* STATED EXERCISE
Starting from the line containing "Can you find the low", write out every remaining line exactly, the last one included.

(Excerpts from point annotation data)
START
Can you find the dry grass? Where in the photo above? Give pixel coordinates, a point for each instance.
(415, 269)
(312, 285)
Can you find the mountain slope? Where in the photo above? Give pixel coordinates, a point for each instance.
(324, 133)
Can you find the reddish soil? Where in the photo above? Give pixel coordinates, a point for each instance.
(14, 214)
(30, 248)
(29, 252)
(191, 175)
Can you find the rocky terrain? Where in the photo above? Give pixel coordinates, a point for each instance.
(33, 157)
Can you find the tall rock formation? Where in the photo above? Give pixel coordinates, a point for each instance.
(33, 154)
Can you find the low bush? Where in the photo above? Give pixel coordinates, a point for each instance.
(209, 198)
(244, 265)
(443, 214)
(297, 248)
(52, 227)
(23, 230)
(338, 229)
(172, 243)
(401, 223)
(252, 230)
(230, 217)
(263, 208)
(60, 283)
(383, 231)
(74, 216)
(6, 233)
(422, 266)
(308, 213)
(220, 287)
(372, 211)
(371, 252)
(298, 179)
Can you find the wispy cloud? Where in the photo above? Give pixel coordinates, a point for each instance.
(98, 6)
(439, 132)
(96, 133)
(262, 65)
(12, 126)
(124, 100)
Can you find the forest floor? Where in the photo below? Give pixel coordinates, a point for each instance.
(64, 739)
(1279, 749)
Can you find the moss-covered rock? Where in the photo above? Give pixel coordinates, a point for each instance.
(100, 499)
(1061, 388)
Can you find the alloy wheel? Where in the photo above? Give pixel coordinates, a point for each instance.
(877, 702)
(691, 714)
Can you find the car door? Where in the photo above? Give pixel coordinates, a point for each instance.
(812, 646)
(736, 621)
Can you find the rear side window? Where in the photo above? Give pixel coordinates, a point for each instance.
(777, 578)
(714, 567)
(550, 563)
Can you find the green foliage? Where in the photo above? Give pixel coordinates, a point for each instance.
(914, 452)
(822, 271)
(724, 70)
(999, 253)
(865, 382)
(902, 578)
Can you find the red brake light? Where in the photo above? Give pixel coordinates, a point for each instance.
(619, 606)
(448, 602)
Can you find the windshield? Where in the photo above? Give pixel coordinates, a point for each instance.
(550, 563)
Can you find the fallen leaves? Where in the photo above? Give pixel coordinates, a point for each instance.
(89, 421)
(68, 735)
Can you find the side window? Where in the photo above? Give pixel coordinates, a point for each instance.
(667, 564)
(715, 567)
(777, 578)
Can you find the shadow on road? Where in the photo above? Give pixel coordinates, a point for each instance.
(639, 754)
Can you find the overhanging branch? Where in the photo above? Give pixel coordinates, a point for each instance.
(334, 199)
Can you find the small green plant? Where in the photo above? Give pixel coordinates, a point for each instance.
END
* CORRECT RESPONSE
Can you find the low bush? Where in the photo above? Give pixel coordinates, a point for each instance.
(209, 198)
(244, 265)
(443, 214)
(297, 248)
(52, 227)
(23, 230)
(338, 229)
(172, 243)
(401, 223)
(252, 230)
(230, 217)
(263, 208)
(60, 283)
(383, 231)
(74, 216)
(6, 233)
(422, 266)
(308, 213)
(220, 287)
(372, 211)
(371, 252)
(298, 179)
Can you find the wispy cloud? Where in the photo above? Give pixel coordinates, a point for each instance.
(98, 6)
(439, 132)
(96, 133)
(262, 65)
(12, 126)
(124, 100)
Can you find the forest floor? Where in the photo below? Give pixel coordinates, a point for each instance.
(64, 739)
(1279, 749)
Can you find the moss-covered rock? Where in the photo above? Give pixel coordinates, a point for each instance.
(100, 499)
(1061, 388)
Can you find the alloy wheel? Where in the photo above? Give pixel coordinates, a point for each instance.
(877, 702)
(691, 714)
Can you find the car door? Where in the photo above? Give pixel coordinates, a point for each instance.
(812, 646)
(736, 621)
Can you find the rear side window? Where in the photo above? Give pixel coordinates, a point for each instance.
(777, 578)
(714, 567)
(550, 563)
Can you find the green foliage? Where in the photo above? Give pixel coordinates, a point for each instance.
(914, 452)
(822, 271)
(724, 70)
(999, 253)
(865, 382)
(902, 578)
Can you find the red brake light? Where in the photo above? Give pixel coordinates, a point for each instance.
(619, 606)
(448, 602)
Can you find the windshield? Where in the photo above? Give pixel coordinates, a point for each instance.
(550, 563)
Can you find the fallen leaves? Where in the photo above? Give pixel coordinates, a point for each instance.
(89, 421)
(68, 735)
Can you find the side window? Where in the photo above? Give pixel coordinates, a point for each instance.
(667, 564)
(715, 567)
(777, 578)
Can you find the shadow on road? Where in the photo above? Give pixel coordinates, a point for each instance.
(639, 754)
Can you find the overhanging branch? Where in the photo above? Give pixel coordinates, a point for each instance.
(334, 199)
Can you find the small green plant? Where in the photo above? Give pixel coordinates, a point for each instance.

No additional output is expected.